-- BEGIN Record list --
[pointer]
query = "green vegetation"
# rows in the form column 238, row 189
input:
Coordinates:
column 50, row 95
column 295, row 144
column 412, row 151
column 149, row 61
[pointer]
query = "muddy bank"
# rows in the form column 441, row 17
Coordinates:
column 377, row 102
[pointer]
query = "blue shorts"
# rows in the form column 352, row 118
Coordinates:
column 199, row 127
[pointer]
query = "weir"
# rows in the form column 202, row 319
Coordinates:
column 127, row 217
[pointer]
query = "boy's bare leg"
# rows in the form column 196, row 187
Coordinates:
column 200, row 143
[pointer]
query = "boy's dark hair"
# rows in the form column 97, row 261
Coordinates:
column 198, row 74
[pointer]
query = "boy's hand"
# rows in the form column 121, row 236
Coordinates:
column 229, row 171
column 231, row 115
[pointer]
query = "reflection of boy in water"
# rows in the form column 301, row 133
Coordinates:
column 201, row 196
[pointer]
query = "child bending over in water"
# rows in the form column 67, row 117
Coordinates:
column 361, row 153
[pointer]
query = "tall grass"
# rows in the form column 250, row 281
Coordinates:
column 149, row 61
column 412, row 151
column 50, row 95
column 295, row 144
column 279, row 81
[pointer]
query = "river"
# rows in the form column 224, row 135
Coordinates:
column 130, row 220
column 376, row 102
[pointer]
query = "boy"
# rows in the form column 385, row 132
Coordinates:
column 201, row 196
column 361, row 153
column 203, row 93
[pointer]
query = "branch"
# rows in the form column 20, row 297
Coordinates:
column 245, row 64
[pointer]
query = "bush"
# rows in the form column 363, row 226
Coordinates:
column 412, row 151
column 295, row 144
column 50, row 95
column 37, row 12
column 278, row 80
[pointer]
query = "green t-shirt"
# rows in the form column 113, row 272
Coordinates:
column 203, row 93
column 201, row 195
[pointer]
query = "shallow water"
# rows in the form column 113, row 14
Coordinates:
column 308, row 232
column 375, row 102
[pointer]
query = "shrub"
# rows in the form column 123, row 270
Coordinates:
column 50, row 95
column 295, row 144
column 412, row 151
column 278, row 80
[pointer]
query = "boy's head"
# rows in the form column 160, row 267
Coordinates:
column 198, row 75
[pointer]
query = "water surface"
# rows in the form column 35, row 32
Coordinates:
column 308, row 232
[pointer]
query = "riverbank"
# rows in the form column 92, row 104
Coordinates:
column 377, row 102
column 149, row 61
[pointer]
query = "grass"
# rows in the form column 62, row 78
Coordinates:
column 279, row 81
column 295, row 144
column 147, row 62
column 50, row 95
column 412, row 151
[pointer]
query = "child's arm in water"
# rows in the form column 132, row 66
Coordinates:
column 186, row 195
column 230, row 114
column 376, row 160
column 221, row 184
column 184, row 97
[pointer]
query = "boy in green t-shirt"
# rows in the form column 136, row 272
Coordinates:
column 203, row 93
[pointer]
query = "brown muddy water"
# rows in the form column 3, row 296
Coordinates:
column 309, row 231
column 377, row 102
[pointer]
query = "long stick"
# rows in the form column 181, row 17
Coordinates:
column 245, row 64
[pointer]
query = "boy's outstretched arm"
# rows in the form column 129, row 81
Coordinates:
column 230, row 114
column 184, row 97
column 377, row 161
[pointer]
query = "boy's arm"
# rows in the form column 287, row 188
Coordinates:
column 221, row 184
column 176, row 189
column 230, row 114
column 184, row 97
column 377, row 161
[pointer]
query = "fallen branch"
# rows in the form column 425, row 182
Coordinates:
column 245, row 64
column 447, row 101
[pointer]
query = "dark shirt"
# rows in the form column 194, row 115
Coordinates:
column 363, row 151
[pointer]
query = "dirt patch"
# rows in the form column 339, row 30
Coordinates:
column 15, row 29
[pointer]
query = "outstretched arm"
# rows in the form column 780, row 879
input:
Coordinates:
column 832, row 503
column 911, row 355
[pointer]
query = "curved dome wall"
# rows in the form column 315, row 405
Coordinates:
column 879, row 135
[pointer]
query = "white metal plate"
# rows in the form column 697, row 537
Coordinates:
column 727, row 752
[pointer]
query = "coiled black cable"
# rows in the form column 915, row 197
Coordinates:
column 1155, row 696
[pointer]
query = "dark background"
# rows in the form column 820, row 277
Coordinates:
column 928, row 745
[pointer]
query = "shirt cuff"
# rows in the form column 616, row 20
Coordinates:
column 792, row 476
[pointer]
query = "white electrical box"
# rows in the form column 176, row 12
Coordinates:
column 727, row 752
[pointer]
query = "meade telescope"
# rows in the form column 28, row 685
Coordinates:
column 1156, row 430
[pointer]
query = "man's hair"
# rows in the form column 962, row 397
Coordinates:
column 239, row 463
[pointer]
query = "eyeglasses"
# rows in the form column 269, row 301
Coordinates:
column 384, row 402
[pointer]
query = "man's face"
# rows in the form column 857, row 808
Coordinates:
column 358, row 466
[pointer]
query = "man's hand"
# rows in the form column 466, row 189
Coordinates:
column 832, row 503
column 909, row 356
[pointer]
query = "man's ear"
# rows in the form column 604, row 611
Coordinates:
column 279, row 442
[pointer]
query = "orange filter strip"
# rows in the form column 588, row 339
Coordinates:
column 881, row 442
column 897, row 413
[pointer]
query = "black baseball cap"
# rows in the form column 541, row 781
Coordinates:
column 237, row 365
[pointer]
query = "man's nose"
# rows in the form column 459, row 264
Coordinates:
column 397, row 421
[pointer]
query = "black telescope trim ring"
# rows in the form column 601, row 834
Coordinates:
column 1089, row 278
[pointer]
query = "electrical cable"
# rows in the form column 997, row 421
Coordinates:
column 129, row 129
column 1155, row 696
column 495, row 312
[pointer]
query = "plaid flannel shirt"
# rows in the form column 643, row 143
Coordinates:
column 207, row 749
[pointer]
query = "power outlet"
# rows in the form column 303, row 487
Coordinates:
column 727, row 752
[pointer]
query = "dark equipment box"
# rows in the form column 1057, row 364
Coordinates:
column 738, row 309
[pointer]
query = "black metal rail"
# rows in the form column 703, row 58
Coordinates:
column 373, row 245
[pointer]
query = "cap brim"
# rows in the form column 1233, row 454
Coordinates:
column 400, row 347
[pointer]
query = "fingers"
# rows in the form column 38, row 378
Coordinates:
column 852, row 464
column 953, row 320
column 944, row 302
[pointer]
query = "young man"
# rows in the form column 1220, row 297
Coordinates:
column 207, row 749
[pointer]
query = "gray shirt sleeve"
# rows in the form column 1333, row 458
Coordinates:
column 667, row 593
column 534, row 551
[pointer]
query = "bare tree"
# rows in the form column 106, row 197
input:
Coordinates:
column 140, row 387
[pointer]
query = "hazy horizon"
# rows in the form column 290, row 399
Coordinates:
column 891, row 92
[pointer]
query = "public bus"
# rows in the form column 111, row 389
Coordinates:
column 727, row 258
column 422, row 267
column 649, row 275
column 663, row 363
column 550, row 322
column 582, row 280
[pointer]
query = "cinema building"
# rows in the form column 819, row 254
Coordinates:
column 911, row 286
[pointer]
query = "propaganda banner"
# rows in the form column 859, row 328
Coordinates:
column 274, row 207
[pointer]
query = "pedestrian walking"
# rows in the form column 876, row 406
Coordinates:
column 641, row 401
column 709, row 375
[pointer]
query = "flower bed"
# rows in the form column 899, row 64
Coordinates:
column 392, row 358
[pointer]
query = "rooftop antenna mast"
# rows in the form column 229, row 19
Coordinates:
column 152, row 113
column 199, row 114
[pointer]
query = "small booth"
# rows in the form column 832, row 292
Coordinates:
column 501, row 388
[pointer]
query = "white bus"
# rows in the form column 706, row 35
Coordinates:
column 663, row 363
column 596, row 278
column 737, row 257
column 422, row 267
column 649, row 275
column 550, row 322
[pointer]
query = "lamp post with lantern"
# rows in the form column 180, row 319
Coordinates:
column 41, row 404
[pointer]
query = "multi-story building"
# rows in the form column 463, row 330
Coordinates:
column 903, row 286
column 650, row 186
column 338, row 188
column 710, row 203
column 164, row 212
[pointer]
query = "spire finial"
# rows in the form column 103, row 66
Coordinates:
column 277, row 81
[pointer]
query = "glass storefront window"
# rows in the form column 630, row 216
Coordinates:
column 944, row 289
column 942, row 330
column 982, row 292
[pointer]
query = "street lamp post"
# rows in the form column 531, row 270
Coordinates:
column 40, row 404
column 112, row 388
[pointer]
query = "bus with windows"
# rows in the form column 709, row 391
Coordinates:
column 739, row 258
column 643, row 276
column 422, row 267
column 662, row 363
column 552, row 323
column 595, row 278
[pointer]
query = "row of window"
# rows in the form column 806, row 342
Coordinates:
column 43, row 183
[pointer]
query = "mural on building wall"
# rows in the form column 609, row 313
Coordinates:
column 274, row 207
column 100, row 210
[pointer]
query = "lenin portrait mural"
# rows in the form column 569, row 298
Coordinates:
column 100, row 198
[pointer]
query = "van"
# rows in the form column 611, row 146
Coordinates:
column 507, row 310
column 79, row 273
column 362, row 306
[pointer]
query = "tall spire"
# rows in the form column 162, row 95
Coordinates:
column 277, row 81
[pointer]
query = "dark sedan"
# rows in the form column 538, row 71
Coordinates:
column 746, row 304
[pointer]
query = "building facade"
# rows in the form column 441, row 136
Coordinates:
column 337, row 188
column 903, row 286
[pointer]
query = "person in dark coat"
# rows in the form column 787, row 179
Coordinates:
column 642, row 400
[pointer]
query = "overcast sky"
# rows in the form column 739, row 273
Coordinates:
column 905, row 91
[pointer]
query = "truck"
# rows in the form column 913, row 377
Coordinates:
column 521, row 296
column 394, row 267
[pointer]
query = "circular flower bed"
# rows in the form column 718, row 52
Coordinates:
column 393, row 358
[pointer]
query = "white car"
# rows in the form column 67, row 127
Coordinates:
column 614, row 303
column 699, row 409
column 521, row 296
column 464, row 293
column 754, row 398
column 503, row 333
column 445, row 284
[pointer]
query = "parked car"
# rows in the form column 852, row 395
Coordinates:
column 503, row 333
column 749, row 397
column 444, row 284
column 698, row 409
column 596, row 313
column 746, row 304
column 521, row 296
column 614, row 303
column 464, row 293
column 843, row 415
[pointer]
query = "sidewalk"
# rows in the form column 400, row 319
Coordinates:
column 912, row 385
-- END Record list --
Exercise:
How many lines of the records contain the string "cable"? Case counts, so only matches with the same capitalization qualify; reply with the number alone.

Written answer:
2